CEOs and board members have since also revised their forecasts, mostly back to pre-August-bump levels.


Over the past few months, one of the big drivers of optimism in the C-Suite—and, ironically, also the impetus for the Fed’s hawkish policy—has been persistent demand. Despite the long list of challenges businesses have faced in the past year, CFOs, CEOs, and board members have reported continued strong demand and healthy pipelines.


While some say they are starting to see subtle signs that this is abating, 41 percent of CFOs say demand for their products and services is up compared to the beginning of the year—and 46 percent expect it to be even higher by this time next year.


With so much uncertainty, two-thirds of CFOs say they are focusing, for now, on cost containment to mitigate the downside of inflation and a possible recession.


Manage debt closely, have liquidity lined up. Don’t overpay for people, assets or debt,” advised Ali Firoozi, CFO of consulting firm The PAC Group.


You need to get ahead of the liquidity squeeze that will happen in the next 12-18 months,” echoed a CFO at a large publicly traded telecommunications firm.

Be sure to include worst-case interest rate scenarios in your forecasting model(s), such as 2 percent higher than current rates,” said the CFO of a tech consultancy.

The picture doesn’t look buoyant, but it helps explain why only 32 percent now project to increase capex in the year ahead—down from 37 percent in August and from 57 percent at the beginning of the year. Rather, 47 percent say they’re staying the course and not making any changes to their expenditures for the time being.

The data shows a similar trend in hiring: 42 percent forecast adding to their workforce in 2023, down from 48 percent in August and from 61 percent in Q1—with 37 percent saying they are keeping the status quo instead.


And perhaps one of the biggest change this month’s data shows: the proportion of CFOs forecasting increases in profits and revenues is down significantly—to 46 and 62 percent respectively, from 63 and 74 percent in Q3.


Some CFOs participating in the survey this month said upward wage inflation is one of the main factors affecting their bottom-line forecast, as they doubt prices can continue increasing at the same pace to allow them to remain competitive.

There are, of course, other factors in the equation. Higher borrowing rates, the war in Ukraine, burdensome regulations and a strong dollar are among some of those cited by to explain their downward forecast.

INSTRUCTION 1 >> Transcribe, unchanged, the records starting with the line that contains "the green shrub" and going on through the line that contains "[(1211, 577)]".

DATASET RECORDS >>
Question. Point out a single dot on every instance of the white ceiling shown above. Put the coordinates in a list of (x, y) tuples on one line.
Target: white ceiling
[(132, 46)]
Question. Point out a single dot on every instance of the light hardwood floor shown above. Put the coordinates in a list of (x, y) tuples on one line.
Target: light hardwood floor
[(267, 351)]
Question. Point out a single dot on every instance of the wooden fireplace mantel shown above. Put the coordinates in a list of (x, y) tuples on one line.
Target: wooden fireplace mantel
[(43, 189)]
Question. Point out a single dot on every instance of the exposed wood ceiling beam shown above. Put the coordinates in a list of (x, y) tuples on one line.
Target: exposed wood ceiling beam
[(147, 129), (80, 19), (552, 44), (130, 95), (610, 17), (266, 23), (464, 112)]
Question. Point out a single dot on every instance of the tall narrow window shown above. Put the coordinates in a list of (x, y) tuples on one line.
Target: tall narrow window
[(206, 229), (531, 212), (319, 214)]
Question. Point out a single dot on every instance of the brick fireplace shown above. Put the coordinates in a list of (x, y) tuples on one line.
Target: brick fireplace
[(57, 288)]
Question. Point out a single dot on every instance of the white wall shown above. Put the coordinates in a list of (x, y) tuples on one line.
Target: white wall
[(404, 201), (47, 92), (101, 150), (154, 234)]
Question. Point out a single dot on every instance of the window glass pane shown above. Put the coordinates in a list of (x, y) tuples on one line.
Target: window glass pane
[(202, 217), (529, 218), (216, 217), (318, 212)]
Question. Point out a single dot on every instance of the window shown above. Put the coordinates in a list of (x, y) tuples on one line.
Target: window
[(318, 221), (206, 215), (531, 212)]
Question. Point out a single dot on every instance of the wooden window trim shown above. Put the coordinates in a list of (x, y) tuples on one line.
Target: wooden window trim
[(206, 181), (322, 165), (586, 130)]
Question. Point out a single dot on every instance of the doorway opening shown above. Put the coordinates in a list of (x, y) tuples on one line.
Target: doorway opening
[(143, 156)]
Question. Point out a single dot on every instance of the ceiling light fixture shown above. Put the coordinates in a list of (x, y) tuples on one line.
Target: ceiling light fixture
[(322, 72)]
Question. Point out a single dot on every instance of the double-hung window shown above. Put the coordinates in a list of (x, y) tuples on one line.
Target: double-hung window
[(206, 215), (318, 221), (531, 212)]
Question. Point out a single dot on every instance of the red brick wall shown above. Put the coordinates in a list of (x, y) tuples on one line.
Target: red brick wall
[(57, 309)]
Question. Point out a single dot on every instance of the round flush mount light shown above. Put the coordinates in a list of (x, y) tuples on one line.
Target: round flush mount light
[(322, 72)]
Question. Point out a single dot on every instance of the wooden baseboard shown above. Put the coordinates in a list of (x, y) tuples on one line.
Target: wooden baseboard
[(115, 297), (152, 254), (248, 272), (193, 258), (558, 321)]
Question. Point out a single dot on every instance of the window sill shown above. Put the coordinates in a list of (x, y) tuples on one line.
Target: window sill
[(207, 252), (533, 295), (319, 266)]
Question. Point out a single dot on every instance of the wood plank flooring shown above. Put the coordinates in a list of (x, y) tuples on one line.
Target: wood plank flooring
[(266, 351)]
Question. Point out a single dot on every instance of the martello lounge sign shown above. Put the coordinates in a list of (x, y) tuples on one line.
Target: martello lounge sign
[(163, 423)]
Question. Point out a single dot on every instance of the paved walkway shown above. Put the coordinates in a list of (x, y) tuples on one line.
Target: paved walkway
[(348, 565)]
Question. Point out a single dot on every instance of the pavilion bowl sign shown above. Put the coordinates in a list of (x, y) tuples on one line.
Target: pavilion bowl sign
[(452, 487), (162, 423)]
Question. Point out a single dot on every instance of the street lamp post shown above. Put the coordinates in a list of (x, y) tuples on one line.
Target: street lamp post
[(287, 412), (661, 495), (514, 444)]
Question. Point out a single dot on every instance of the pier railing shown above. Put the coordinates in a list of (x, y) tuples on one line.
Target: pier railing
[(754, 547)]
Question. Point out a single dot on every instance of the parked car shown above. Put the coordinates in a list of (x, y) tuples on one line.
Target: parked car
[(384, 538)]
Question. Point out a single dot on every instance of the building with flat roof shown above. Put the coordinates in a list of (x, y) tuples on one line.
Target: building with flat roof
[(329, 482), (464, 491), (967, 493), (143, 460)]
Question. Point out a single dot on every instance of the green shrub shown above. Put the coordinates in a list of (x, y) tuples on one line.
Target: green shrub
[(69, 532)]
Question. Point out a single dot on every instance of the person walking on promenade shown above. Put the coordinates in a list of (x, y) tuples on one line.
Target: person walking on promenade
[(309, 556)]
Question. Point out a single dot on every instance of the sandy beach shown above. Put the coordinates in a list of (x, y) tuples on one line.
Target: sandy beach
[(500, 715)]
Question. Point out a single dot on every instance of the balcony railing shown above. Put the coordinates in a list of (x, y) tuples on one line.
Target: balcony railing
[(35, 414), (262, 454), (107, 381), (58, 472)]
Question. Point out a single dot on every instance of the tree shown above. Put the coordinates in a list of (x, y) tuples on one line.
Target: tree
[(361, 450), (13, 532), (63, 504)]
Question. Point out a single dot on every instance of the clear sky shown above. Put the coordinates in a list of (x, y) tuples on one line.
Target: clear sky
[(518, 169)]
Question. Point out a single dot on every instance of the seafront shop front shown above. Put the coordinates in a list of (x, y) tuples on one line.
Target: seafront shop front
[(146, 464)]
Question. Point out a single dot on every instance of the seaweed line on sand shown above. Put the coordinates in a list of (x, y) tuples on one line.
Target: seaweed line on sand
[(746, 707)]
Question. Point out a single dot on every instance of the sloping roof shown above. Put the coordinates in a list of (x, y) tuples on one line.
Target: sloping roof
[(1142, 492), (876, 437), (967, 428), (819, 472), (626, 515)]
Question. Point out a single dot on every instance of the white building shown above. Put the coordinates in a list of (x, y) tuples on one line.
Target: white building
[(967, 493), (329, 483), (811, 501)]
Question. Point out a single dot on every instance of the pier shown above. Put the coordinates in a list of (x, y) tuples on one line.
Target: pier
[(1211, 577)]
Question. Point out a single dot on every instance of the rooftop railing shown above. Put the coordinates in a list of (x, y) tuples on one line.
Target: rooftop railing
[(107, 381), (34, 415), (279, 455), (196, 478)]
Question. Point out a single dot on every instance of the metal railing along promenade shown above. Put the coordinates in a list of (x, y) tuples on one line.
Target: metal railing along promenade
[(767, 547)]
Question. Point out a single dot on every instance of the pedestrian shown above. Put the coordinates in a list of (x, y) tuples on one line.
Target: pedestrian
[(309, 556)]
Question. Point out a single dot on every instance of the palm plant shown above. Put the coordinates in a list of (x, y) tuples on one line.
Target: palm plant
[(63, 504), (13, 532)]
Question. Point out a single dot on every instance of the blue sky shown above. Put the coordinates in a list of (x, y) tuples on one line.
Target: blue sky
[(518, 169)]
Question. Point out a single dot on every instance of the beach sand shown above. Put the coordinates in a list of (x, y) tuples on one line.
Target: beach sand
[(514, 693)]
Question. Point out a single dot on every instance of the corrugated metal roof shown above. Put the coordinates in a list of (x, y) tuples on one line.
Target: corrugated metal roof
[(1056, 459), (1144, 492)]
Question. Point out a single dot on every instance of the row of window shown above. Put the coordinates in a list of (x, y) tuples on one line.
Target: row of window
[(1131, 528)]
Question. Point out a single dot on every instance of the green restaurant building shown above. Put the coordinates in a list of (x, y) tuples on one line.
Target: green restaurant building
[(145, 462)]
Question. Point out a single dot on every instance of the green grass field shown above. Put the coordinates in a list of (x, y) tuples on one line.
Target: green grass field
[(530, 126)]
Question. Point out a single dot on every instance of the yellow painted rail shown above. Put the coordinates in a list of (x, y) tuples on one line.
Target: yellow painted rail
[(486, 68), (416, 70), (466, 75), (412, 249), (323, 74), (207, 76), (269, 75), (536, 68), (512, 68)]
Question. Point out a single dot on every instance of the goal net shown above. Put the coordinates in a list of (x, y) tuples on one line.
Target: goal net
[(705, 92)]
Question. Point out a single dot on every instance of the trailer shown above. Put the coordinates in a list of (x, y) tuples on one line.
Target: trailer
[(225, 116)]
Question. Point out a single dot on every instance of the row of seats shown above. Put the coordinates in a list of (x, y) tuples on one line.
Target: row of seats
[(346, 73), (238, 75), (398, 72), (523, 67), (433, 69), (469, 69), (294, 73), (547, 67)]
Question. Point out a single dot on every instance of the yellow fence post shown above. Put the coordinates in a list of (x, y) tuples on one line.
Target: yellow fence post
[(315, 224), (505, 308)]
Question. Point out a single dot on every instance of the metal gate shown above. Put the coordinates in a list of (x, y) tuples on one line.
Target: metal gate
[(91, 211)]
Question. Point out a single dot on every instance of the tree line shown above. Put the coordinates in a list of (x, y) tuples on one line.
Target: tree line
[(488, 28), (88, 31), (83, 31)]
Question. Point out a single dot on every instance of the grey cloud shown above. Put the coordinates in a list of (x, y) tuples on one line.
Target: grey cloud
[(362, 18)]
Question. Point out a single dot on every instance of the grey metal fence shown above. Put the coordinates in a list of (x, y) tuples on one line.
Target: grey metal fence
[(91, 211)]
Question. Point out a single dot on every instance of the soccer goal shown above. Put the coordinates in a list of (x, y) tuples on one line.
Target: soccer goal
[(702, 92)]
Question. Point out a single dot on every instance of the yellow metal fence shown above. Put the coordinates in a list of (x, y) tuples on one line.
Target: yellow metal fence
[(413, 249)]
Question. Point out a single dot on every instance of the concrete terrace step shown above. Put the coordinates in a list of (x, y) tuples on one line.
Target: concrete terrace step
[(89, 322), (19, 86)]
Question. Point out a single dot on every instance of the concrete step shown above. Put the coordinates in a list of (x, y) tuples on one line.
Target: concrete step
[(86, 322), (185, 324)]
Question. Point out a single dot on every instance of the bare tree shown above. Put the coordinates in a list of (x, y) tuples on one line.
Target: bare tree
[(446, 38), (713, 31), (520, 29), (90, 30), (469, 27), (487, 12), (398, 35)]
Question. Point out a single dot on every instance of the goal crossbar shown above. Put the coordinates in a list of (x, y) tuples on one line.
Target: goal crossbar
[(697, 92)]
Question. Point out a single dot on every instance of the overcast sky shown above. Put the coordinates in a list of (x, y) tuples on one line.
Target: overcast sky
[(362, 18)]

INSTRUCTION 2 >> Using the CFO survey text, answer yes or no for each statement and quote the words that decide it: (a) The share projecting to increase capex in the year ahead now stands at 32 percent. (b) The share forecasting workforce additions in 2023 rose from its August level. (c) Two-thirds of CFOs say their current focus is on cost containment.

FINAL RESULT 1 >>
Question. Point out a single dot on every instance of the green shrub shown above. Put the coordinates in a list of (x, y) tuples on one line.
Target: green shrub
[(69, 532)]
Question. Point out a single dot on every instance of the person walking on promenade shown above. Put the coordinates in a list of (x, y) tuples on one line.
Target: person walking on promenade
[(309, 556)]
Question. Point out a single dot on every instance of the sandy beach shown above. Put the coordinates in a list of (x, y) tuples on one line.
Target: sandy beach
[(500, 715)]
Question. Point out a single dot on every instance of the balcony railing shown above. Put the coordinates in a list of (x, y) tuples on one line.
Target: balcony railing
[(35, 414), (262, 454), (107, 381), (58, 472)]
Question. Point out a single dot on every instance of the tree shown above. Put the coordinates in a list of (x, y) tuples on one line.
Target: tree
[(361, 450), (13, 532), (63, 504)]
Question. Point out a single dot on every instance of the clear sky shown above. Put the coordinates in a list of (x, y) tuples on one line.
Target: clear sky
[(518, 169)]
Question. Point out a single dot on every instance of the seafront shop front shown above. Put the coordinates in a list of (x, y) tuples on one line.
Target: seafront shop front
[(146, 464)]
Question. Point out a single dot on every instance of the seaweed line on sand shown above. Put the coordinates in a list of (x, y) tuples on one line.
Target: seaweed line on sand
[(746, 707)]
Question. Point out a single dot on every instance of the sloping roof shown above. Put the coordinates in a list of (x, y) tuples on one line.
Target: sloping roof
[(1142, 492), (876, 437), (967, 428), (819, 472), (626, 515)]
Question. Point out a single dot on every instance of the white building shown above. Put the coordinates in a list of (x, y) tuples on one line.
Target: white building
[(967, 493), (329, 483), (811, 501)]
Question. Point out a single dot on every instance of the pier shown above. Put the coordinates in a list of (x, y) tuples on one line.
Target: pier
[(1211, 577)]

FINAL RESULT 2 >>
(a) Yes: "only 32 percent now project to increase capex in the year ahead"
(b) No: "42 percent forecast adding to their workforce in 2023, down from 48 percent in August"
(c) Yes: "two-thirds of CFOs say they are focusing, for now, on cost containment"